Written task:
Pull out every line of the material that contains the string "green", and copy each one. Match case exactly.

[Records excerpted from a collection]
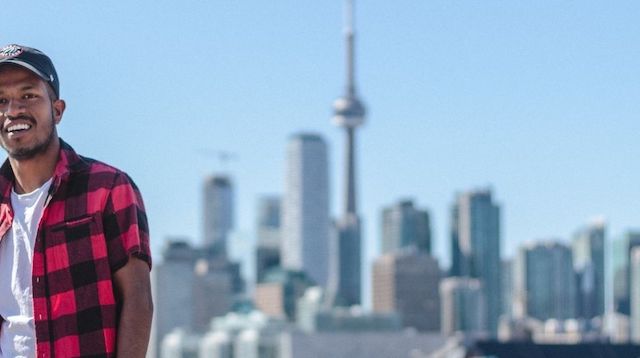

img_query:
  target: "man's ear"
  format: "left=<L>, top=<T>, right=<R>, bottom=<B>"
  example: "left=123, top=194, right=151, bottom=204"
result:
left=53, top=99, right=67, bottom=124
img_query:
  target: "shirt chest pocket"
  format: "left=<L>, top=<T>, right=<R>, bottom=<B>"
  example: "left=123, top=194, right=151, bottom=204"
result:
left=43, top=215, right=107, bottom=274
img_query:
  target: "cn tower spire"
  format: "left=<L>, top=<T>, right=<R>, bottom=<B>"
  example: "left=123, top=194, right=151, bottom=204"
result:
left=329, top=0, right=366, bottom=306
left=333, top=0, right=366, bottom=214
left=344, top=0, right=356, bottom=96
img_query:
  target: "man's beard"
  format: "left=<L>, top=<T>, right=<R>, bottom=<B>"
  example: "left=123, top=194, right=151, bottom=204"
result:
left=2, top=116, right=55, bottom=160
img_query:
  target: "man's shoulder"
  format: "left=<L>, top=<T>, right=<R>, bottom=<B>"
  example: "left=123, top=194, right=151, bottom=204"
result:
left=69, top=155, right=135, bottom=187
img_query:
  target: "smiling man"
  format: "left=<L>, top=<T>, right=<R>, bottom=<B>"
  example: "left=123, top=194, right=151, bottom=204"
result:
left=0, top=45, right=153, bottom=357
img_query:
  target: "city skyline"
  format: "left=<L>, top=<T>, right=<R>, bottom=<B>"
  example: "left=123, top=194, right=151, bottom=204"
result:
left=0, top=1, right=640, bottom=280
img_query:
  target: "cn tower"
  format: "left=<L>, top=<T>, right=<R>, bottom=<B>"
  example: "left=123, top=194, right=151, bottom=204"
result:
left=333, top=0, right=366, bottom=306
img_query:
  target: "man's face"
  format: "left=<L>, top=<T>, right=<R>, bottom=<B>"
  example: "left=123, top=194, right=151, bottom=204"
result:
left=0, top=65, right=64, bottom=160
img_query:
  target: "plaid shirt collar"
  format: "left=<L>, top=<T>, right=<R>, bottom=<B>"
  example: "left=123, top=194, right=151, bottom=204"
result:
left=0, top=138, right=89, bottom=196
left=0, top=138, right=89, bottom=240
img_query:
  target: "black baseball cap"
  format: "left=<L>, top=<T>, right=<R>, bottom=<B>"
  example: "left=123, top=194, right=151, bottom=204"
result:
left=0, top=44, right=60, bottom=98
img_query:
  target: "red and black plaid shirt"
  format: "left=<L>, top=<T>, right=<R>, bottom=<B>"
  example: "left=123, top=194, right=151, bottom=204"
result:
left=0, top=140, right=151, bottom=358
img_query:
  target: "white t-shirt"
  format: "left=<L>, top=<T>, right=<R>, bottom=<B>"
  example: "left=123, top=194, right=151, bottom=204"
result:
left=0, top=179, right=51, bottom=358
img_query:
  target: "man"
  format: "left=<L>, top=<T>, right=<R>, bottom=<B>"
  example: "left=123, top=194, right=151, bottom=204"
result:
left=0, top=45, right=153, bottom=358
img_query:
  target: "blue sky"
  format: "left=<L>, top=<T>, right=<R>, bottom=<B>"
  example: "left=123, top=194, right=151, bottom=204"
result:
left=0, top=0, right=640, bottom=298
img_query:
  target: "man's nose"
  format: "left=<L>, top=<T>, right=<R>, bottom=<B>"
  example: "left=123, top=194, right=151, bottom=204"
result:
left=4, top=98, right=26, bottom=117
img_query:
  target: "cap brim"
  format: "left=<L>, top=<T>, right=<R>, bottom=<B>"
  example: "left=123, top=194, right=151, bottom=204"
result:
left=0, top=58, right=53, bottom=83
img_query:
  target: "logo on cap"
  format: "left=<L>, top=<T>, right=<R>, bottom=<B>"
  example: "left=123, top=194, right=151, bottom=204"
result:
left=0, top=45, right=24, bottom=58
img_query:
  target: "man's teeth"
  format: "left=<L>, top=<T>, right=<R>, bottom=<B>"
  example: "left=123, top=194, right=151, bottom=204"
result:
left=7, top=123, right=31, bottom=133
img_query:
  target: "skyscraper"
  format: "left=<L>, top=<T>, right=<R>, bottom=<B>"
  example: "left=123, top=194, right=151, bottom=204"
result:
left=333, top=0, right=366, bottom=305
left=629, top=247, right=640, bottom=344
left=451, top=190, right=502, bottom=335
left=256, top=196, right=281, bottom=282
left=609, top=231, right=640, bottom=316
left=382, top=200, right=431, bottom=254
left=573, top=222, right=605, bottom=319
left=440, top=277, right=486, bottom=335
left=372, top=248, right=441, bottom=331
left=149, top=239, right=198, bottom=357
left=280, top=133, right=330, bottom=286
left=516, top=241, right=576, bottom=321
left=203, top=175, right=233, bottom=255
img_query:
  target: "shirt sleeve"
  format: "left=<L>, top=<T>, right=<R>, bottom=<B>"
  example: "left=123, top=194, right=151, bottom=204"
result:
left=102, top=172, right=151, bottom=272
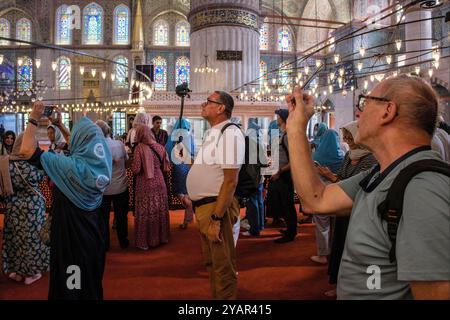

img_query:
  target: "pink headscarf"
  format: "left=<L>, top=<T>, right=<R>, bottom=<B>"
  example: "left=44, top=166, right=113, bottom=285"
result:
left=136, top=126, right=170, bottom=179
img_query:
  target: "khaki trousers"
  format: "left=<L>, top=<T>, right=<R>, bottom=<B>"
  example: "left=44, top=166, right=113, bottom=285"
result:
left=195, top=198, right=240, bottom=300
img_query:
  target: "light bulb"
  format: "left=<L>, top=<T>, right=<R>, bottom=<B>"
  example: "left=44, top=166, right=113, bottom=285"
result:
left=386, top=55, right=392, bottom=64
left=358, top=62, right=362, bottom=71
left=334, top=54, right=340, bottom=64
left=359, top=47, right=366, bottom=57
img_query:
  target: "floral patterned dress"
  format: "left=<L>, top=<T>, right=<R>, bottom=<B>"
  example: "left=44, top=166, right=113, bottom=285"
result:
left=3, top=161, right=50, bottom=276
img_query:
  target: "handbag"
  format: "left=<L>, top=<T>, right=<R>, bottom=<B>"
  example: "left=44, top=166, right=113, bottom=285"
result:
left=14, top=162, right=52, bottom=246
==
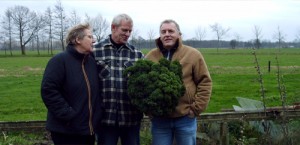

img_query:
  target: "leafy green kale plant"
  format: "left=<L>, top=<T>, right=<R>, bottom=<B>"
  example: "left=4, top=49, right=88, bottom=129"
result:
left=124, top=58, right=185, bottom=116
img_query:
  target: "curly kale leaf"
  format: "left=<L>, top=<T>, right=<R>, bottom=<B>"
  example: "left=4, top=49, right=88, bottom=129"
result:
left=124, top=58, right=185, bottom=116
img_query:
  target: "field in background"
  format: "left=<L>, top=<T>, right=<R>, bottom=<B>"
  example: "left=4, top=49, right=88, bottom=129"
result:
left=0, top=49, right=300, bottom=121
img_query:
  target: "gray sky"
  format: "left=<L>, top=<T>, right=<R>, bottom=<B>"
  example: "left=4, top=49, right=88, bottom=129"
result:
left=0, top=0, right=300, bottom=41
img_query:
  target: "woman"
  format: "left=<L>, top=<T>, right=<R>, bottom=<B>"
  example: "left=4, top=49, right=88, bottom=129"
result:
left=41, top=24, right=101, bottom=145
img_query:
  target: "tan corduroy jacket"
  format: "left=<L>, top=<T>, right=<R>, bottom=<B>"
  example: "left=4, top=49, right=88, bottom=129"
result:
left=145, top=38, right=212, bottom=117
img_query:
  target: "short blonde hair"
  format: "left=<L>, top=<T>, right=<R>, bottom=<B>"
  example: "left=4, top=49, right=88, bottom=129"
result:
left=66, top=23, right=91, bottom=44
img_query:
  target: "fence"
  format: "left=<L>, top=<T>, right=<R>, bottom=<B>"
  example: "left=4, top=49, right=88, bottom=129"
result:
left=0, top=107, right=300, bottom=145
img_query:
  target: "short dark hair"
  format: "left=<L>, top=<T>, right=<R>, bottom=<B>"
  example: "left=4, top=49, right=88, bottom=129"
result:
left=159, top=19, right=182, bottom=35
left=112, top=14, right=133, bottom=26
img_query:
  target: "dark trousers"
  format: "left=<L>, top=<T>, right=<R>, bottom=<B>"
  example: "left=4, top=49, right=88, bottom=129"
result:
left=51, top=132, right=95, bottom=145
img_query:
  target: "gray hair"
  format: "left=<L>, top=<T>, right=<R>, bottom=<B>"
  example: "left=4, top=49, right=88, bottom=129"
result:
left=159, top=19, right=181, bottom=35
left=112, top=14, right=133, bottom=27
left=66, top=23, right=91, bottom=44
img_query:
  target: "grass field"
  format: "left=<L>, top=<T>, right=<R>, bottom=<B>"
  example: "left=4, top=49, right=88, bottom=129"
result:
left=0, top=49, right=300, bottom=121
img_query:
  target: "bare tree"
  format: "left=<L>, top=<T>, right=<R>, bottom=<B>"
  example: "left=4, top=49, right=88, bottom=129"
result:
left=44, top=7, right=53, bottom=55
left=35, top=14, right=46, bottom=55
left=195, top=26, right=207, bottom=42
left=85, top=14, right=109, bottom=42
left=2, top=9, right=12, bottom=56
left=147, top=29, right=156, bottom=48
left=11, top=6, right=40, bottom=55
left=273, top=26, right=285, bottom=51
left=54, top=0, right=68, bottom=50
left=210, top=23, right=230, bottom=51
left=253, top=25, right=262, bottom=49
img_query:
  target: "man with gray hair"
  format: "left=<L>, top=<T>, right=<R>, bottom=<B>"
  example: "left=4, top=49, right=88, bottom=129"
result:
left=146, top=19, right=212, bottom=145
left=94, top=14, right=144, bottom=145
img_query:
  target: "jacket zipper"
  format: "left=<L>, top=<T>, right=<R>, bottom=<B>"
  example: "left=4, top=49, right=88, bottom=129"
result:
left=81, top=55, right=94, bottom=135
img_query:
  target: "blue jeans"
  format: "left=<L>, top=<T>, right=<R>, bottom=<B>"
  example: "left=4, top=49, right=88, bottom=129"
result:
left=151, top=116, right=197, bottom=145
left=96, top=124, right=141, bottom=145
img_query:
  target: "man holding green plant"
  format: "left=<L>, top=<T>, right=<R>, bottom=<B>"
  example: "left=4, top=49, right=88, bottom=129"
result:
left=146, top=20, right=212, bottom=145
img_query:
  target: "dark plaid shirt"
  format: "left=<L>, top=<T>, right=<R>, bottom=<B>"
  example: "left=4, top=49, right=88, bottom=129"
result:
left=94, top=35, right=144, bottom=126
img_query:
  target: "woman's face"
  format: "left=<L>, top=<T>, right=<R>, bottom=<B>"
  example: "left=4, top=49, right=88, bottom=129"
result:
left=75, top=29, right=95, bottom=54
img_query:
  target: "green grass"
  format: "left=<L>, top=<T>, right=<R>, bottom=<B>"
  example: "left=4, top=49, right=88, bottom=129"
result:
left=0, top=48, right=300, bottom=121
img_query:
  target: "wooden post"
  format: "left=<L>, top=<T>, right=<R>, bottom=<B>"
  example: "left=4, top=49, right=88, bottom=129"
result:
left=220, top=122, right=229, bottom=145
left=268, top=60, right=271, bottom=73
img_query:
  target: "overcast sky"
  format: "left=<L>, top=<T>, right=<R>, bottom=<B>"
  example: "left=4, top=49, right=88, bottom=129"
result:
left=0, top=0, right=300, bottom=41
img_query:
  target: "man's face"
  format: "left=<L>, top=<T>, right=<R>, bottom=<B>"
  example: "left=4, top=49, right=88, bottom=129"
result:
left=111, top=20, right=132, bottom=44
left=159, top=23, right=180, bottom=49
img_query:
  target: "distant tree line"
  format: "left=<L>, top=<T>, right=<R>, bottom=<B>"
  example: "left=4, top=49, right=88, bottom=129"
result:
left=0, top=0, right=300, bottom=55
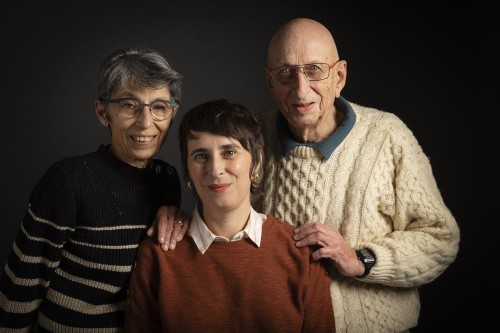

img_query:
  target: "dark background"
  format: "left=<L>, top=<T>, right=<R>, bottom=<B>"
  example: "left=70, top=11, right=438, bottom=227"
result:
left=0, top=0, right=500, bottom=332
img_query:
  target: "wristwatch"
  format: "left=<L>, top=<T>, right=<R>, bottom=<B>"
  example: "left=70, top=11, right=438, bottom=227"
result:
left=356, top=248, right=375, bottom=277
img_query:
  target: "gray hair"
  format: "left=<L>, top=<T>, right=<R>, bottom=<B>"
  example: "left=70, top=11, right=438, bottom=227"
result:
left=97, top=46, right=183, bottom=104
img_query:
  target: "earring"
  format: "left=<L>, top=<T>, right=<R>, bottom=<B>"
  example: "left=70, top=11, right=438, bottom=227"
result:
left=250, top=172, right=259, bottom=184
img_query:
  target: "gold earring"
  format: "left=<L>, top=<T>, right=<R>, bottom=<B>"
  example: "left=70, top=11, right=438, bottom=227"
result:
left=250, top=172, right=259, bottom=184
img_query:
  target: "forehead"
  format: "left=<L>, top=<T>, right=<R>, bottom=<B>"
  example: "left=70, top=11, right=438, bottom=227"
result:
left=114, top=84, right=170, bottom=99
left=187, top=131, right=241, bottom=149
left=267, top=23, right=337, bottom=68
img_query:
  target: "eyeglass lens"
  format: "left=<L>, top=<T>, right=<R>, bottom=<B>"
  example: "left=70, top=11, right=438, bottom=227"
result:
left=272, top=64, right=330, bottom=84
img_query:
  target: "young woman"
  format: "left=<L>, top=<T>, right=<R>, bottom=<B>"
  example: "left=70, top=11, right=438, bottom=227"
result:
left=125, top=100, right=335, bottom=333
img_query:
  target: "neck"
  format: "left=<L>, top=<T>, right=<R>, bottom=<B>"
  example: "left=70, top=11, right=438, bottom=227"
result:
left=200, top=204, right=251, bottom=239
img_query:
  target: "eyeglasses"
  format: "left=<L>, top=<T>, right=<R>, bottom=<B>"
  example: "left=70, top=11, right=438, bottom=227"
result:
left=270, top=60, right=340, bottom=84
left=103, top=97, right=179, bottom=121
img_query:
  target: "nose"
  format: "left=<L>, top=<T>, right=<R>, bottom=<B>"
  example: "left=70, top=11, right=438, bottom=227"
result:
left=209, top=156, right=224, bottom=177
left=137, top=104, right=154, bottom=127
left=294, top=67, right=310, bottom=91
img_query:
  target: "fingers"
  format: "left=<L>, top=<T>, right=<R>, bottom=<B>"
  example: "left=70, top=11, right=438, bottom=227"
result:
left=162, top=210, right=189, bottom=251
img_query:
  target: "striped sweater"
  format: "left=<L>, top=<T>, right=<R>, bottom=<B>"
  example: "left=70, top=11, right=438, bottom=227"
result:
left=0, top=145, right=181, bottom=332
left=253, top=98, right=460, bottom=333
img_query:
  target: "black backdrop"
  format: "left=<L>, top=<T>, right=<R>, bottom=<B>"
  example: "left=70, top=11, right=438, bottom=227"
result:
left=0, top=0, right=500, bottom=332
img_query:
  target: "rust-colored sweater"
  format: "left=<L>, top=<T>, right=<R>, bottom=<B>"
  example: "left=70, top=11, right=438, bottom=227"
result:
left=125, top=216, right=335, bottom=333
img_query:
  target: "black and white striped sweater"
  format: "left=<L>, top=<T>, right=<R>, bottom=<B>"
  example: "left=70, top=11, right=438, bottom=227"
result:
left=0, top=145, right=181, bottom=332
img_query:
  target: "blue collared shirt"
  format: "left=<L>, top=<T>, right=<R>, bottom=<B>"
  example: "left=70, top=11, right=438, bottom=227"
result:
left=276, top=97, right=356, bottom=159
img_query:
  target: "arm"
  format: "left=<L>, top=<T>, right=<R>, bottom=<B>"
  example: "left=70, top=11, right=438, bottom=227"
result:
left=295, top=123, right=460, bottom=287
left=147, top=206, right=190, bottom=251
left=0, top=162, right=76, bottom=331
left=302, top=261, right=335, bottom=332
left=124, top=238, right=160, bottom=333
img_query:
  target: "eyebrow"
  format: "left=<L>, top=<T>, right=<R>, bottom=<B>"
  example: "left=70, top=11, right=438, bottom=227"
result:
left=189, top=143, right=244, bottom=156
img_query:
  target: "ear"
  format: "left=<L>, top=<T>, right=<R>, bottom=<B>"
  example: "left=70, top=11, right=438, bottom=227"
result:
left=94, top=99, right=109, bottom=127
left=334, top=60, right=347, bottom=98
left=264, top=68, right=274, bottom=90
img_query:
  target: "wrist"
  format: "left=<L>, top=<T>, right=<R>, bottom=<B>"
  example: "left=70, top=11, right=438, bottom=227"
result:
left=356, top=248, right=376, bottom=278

Solution to this problem:
  target: "leafy green kale plant"
  target: "man holding green plant"
  target: "green grass"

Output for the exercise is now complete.